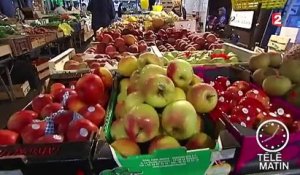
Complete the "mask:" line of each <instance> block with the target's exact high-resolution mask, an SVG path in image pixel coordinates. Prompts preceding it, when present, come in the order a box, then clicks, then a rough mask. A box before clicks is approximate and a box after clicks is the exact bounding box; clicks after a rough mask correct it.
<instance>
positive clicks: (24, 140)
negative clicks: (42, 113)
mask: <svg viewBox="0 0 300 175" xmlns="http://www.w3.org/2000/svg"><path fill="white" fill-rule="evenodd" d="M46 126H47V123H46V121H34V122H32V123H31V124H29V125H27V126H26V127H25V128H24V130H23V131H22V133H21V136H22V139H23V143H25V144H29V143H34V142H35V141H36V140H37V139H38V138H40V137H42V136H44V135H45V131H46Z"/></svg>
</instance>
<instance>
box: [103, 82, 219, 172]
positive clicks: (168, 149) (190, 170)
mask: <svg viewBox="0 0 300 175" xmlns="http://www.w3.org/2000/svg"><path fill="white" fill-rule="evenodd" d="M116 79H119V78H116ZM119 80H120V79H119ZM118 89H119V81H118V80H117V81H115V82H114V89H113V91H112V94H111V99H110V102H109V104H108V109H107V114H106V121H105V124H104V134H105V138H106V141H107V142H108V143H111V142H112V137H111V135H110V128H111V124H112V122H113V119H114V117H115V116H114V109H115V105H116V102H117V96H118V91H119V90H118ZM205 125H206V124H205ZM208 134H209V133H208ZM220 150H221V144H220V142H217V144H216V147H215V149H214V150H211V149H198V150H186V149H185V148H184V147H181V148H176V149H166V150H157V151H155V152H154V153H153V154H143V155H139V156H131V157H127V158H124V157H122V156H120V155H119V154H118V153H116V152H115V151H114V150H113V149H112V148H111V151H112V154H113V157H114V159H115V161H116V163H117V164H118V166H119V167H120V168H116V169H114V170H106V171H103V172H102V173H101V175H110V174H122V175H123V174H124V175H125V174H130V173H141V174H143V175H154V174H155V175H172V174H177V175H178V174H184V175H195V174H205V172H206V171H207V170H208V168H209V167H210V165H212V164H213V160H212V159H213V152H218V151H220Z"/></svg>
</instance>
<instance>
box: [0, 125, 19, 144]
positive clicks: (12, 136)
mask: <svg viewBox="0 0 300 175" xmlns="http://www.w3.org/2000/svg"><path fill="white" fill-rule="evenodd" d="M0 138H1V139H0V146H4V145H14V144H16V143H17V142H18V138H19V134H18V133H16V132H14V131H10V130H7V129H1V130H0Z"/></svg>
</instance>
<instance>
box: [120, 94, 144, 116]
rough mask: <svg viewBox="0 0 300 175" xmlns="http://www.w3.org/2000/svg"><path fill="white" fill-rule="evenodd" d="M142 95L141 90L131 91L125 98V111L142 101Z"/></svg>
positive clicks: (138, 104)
============
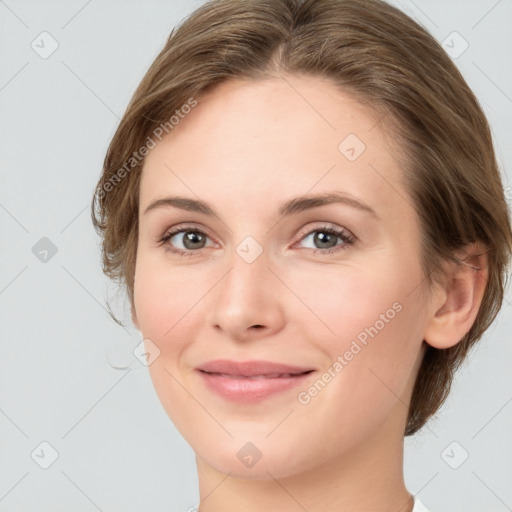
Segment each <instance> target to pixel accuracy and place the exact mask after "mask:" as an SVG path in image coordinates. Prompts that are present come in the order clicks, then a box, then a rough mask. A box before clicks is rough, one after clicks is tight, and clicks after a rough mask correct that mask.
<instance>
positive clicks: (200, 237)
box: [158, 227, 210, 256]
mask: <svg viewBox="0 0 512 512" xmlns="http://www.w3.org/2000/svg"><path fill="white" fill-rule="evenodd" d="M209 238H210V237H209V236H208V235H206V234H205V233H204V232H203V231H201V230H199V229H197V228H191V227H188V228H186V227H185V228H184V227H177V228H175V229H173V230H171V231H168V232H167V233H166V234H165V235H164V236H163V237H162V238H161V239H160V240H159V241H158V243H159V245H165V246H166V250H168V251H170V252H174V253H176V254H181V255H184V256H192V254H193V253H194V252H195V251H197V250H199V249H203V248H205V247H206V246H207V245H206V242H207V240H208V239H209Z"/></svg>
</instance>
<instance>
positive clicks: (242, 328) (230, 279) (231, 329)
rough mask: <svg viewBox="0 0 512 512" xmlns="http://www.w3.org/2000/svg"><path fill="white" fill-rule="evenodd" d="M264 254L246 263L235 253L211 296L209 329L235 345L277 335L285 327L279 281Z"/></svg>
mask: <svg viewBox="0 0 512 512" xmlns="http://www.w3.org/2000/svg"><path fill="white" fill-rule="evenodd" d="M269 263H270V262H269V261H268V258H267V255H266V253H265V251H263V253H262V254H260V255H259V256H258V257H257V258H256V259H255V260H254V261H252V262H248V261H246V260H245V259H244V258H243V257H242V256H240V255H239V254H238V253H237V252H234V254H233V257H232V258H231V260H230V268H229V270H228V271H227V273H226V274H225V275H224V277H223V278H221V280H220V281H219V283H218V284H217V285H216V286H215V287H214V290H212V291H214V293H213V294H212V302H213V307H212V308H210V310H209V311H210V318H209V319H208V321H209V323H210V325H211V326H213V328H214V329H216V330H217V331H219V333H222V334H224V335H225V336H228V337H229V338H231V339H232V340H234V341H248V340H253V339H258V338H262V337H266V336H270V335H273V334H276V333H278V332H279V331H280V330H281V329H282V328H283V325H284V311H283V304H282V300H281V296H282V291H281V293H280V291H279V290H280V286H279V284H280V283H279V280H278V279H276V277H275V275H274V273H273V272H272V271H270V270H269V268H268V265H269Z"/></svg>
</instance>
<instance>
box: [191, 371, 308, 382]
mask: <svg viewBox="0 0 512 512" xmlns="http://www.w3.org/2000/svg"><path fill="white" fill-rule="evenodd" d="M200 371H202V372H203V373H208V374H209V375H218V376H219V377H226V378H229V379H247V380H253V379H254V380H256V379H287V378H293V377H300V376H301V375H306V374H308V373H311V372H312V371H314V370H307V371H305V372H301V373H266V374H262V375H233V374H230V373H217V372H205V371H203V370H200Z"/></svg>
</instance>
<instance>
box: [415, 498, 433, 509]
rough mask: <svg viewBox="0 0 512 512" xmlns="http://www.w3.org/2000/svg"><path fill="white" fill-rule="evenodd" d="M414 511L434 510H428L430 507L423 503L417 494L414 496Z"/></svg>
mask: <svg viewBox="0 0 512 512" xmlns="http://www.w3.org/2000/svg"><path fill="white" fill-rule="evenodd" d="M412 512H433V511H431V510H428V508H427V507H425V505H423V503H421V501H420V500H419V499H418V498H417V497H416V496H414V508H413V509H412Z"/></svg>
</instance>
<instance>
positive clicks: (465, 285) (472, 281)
============
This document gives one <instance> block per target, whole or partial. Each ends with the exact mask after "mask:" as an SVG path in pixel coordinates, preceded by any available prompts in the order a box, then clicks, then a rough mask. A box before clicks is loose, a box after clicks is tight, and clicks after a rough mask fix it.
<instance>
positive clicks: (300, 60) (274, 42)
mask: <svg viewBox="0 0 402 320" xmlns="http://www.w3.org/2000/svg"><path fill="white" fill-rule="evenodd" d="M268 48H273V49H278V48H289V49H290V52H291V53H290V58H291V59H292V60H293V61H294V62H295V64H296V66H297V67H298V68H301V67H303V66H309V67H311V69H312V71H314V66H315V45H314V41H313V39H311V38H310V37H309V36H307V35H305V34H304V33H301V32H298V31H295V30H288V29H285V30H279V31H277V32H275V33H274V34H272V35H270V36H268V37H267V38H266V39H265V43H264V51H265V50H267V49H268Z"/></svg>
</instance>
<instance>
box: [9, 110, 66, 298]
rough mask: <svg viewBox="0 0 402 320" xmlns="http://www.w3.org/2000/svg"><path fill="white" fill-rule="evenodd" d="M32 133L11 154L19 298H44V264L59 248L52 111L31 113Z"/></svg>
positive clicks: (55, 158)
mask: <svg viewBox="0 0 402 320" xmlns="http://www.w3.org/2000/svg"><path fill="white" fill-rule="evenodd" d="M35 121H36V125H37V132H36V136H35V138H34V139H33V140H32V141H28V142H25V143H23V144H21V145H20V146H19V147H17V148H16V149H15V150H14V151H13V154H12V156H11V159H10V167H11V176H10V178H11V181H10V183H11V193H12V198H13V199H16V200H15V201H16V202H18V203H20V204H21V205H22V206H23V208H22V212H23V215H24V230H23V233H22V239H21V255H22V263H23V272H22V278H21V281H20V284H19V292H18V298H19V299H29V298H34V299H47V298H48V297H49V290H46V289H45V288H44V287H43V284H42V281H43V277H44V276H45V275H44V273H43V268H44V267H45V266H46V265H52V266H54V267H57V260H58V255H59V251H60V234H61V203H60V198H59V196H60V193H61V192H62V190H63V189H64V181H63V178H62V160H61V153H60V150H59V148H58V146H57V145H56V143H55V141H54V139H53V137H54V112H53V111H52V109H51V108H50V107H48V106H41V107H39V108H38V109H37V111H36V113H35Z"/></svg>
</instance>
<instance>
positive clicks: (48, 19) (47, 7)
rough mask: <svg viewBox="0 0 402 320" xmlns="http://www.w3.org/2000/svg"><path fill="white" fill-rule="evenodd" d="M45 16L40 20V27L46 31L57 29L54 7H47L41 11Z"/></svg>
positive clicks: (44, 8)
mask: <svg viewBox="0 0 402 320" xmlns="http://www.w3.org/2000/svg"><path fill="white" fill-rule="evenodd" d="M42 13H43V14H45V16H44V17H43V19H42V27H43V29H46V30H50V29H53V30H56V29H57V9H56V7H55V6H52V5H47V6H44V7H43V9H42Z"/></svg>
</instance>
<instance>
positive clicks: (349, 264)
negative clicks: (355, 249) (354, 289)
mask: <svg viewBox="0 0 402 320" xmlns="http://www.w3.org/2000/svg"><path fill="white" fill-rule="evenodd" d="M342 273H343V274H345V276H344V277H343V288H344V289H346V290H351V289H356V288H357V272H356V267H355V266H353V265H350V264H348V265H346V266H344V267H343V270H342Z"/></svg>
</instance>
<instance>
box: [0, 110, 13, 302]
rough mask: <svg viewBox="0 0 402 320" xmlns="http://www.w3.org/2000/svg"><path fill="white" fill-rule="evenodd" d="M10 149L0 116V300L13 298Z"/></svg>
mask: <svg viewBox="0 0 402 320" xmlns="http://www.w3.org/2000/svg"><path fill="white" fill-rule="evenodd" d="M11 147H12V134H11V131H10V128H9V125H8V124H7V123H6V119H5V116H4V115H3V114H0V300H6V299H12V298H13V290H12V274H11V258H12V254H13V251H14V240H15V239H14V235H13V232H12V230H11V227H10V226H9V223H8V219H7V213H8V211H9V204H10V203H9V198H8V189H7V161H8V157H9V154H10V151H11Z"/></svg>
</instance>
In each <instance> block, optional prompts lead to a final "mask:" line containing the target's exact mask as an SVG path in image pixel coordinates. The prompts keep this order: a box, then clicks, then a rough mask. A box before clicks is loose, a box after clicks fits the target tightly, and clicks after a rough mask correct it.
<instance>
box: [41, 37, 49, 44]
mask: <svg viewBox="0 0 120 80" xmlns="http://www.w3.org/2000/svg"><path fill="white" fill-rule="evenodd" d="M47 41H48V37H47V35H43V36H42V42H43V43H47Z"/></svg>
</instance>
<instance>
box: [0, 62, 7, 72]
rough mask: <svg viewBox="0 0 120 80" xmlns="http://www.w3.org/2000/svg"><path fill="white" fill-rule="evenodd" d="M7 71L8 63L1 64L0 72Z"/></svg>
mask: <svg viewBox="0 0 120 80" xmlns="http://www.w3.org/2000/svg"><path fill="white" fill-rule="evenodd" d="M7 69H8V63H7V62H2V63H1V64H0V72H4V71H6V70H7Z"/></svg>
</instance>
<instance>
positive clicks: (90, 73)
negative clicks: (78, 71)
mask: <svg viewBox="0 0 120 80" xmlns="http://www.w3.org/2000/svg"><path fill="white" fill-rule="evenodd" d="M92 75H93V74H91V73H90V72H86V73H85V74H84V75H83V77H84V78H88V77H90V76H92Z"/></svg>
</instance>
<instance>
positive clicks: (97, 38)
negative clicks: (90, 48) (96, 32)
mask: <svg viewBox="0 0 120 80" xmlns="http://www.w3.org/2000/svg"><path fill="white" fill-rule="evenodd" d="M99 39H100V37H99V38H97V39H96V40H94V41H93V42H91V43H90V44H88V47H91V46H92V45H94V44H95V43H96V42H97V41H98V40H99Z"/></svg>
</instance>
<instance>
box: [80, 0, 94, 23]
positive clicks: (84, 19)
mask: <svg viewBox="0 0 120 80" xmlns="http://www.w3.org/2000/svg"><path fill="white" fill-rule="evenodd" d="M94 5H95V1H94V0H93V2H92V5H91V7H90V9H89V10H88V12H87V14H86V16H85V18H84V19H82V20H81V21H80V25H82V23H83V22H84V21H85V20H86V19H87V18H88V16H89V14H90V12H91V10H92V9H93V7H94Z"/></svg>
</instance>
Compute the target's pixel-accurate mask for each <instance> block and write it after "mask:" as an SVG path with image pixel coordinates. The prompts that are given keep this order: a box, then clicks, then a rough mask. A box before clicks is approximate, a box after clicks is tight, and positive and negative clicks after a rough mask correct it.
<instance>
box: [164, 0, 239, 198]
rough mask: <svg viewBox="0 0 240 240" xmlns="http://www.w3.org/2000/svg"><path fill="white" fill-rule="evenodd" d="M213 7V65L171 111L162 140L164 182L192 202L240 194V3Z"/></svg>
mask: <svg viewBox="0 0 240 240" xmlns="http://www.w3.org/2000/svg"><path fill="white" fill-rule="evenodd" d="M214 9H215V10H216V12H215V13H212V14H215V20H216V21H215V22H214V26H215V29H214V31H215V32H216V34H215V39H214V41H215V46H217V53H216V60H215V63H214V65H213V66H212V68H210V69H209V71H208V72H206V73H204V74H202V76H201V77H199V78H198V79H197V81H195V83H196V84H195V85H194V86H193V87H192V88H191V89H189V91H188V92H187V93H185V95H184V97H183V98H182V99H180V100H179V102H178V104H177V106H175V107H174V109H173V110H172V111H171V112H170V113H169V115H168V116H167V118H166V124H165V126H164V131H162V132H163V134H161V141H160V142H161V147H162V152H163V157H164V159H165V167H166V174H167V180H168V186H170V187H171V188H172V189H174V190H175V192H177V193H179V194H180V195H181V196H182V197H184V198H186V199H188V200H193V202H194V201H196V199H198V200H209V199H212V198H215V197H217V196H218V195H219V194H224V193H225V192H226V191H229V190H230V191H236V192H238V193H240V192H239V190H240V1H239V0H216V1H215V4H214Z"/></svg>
============
Task instructions: Copy the lines above, starting with the line with "Segment each <instance>" and going on through the line with "box: [158, 227, 210, 256]". Change "rough mask" to "coarse mask" and leave everything else unchanged.

Finished task:
Segment each <instance> target to pixel accuracy and place the exact mask after "mask:" as an SVG path in image coordinates. Prompts that are present come in the order clicks, then a box, then a coarse mask. A box before clicks is rough, one after clicks is tight, and clicks after a coarse mask correct that mask.
<instance>
positive clicks: (200, 237)
box: [158, 227, 210, 256]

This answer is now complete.